Find how many lines of the entries contain the word "plate", then report that figure alone.

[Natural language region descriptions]

= Beginning of Section =

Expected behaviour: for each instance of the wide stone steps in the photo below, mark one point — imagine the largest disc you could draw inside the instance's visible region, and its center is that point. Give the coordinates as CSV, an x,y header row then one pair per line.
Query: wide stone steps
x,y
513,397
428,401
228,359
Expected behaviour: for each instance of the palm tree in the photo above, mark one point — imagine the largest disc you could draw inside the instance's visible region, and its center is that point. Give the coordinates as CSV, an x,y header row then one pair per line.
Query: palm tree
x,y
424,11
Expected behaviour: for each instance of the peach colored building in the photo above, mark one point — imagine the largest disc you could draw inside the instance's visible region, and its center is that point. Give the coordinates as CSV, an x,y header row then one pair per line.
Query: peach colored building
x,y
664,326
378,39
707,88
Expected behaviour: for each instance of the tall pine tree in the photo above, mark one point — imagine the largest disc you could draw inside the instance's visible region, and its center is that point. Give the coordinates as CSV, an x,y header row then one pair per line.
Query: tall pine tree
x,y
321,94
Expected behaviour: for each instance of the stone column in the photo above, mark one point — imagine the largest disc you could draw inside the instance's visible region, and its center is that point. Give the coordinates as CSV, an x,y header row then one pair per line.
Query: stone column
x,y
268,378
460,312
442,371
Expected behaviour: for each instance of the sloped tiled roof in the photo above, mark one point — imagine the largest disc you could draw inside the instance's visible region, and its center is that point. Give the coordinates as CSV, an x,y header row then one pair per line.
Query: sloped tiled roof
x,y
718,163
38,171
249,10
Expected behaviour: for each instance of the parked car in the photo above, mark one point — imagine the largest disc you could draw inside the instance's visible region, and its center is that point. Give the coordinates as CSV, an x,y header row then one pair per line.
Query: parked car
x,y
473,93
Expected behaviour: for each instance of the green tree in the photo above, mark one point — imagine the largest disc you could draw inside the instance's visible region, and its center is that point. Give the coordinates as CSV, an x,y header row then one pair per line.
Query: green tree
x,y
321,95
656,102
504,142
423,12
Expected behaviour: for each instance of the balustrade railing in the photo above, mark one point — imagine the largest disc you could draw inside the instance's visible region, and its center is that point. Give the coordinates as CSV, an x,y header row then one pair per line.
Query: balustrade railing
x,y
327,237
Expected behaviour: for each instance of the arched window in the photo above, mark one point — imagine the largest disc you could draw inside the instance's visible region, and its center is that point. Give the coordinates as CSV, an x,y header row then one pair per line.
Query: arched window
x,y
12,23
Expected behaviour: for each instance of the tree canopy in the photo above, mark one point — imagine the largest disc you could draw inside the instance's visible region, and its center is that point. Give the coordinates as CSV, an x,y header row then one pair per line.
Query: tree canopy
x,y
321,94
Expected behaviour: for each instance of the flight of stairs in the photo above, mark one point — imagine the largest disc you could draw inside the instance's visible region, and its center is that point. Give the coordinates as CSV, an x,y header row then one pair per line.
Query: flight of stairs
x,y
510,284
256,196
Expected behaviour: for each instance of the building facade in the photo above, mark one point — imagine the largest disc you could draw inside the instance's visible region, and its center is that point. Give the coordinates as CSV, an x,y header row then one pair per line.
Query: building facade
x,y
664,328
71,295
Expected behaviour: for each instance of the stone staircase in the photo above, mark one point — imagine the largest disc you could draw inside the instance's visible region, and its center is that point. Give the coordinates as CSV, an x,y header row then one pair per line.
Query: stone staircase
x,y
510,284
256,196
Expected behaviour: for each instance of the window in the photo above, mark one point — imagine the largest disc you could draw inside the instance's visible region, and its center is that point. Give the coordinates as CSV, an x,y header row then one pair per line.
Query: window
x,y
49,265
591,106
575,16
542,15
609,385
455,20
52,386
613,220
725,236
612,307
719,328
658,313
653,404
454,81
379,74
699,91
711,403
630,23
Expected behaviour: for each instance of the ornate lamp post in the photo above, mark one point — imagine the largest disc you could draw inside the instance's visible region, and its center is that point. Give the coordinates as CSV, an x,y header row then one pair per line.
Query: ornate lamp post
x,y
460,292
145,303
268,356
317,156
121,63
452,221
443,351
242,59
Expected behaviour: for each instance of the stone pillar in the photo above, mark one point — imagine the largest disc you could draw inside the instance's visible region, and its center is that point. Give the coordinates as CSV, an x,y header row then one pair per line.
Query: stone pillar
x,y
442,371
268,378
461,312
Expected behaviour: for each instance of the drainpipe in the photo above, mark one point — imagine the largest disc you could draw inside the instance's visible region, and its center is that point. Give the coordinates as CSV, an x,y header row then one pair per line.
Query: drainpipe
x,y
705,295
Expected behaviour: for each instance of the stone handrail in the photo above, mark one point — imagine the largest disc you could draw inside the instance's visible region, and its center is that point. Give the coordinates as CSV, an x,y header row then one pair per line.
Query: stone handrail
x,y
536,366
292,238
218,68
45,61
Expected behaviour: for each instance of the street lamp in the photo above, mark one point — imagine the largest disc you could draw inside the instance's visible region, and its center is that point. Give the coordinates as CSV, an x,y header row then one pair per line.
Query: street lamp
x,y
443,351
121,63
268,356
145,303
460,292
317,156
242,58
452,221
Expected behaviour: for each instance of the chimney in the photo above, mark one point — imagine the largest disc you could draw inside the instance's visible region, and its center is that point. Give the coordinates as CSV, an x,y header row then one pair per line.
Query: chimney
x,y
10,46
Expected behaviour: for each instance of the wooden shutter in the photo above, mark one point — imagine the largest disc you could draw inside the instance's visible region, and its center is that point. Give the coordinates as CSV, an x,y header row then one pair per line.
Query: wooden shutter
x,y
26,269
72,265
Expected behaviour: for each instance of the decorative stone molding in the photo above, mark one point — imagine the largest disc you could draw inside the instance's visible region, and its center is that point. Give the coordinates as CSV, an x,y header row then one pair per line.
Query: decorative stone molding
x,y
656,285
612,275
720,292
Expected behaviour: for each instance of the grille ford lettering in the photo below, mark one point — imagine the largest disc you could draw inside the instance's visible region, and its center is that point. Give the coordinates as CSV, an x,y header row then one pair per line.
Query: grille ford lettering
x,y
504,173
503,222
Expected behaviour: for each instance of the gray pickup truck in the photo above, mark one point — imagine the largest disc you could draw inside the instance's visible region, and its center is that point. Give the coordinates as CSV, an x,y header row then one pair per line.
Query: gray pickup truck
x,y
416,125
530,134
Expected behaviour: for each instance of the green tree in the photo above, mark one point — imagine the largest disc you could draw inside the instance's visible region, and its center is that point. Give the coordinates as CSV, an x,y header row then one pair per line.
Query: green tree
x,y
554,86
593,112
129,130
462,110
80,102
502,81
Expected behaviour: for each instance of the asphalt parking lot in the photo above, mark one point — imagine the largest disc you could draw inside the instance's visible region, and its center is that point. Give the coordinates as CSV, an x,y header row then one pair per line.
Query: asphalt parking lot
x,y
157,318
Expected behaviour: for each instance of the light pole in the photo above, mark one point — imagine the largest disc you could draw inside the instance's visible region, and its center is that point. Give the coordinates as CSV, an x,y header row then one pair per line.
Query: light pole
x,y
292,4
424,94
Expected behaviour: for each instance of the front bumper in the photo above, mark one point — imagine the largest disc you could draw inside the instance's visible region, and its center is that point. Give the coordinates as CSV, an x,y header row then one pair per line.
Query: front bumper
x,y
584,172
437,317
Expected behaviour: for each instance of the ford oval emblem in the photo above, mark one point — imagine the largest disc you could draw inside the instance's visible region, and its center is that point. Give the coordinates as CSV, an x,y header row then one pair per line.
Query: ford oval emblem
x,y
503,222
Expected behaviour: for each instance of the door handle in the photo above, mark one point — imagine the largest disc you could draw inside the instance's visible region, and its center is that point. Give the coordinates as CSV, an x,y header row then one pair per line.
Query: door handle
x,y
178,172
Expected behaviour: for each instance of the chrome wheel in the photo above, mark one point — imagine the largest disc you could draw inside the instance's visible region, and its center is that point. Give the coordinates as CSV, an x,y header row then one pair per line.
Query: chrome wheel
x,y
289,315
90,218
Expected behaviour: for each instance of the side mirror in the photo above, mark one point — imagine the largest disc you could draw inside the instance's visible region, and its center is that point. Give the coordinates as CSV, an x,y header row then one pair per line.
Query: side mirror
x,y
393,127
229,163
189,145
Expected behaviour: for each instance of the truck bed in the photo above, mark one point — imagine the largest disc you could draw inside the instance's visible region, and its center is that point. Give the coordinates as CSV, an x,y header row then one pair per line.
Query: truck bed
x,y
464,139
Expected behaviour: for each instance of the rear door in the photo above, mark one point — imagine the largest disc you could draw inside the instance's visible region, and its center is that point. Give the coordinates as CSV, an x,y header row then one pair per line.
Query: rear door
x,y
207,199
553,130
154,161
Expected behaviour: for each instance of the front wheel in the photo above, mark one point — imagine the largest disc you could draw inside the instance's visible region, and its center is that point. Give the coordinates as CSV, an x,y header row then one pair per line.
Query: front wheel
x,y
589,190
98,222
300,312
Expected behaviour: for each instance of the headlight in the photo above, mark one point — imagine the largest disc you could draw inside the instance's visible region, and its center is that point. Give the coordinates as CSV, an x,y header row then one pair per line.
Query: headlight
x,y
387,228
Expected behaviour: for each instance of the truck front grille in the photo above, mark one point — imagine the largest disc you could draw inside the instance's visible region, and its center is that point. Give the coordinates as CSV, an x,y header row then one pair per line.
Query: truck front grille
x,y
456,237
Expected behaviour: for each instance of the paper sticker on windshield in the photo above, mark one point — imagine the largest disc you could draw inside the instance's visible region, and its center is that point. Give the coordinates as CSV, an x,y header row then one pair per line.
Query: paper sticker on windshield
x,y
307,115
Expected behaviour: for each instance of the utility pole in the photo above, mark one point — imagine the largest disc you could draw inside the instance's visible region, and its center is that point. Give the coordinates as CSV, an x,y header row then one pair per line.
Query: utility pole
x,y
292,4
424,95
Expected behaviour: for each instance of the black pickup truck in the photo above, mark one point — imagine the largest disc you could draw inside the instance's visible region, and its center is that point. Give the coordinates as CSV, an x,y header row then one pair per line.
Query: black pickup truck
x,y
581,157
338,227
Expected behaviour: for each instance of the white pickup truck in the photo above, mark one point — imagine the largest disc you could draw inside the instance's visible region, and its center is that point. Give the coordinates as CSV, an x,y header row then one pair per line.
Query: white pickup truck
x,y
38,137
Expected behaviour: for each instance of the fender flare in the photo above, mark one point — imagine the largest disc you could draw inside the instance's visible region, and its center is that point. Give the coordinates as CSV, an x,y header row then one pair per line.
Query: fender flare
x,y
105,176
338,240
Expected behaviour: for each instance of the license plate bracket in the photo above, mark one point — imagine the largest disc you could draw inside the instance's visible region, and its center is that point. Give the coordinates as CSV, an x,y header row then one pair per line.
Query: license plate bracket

= End of Section =

**Expected output:** 2